• Page excerpt:
Even Andy McCarthy at National Review appears to have bought their line, arguing that there is a distinct difference between those criminals who produce child pornography and those who distribute it, and that in his view, Judge Jackson’s support for “eliminating the existing mandatory-minimum sentences for first-time offenders who receive or distribute child pornography” are “not only mainstream; they are correct in my view.” His article was used by Senate Democrats to defend Judge Jackson at the opening of her confirmation hearing this morning.
McCarthy doesn’t distinguish between age or severity of the crime, just “production” versus “distribution,” and glossing over that distinction belies how and in which cases Judge Jackson departed from the guidelines. For example, in a case involving a criminal possessing thousands of images of child porn with an intent to travel across state lines to abuse a 9-year old girl, the sentencing guidelines called for a sentence of 97 to 121 months. Judge Jackson’s sentence was 57 months.
In another case, a sex offender distributed more than 102 child porn videos, and sent lewd pictures of his own 10-year-old daughter. The guidelines recommended 97 to 121 months. Judge Jackson gave him 71 months. Hawley’s Twitter thread cites more examples.
What Sen. Hawley has uncovered is a pattern of ideology from Judge Jackson which suggests the “light on child porn” approach is fundamental to her judicial philosophy – beginning as a law student, then as a form of advocacy when she served on the U.S. Sentencing Commission, and later, as a judge.
This critique isn’t personal, it’s not a slanderous accusation of gang rape (as Democrats hurled at Justice Brett Kavanaugh) or a malicious attack on the nominee for adopting children of a different race (as Democrats flung at Justice Amy Coney Barrett). Rather, it is squarely in the lane of jurisprudential analysis. This is exactly what senators should be doing with regard to the record of a judge who will receive a lifetime appointment on the country’s highest court.

• Task goal: Copy the commentary on Judge Jackson's sentencing record from "In another case, a" up to and including "as a judge.", changing "lewd" to "obscene".

• Dataset entries:
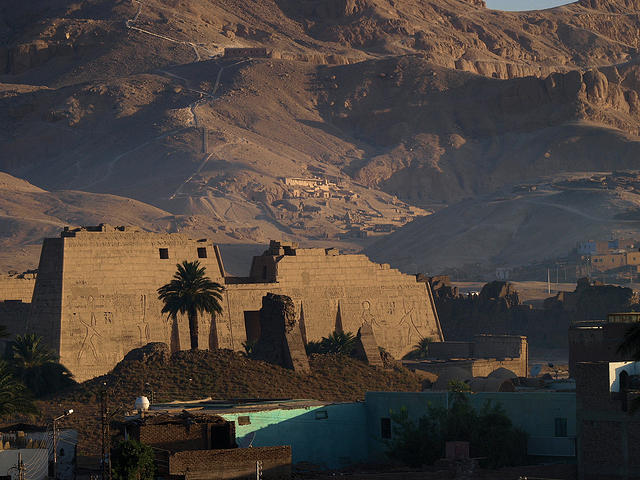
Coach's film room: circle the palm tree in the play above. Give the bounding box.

--

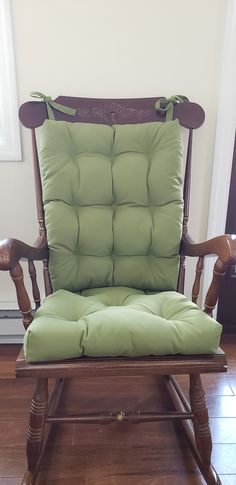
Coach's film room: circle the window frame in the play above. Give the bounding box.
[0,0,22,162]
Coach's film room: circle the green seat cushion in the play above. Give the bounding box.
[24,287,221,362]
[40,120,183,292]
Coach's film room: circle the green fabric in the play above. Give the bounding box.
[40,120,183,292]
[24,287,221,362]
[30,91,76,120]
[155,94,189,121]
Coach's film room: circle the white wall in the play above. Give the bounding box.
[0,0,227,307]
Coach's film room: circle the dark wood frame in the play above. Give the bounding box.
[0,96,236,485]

• Answer space:
In another case, a sex offender distributed more than 102 child porn videos, and sent obscene pictures of his own 10-year-old daughter. The guidelines recommended 97 to 121 months. Judge Jackson gave him 71 months. Hawley’s Twitter thread cites more examples.
What Sen. Hawley has uncovered is a pattern of ideology from Judge Jackson which suggests the “light on child porn” approach is fundamental to her judicial philosophy – beginning as a law student, then as a form of advocacy when she served on the U.S. Sentencing Commission, and later, as a judge.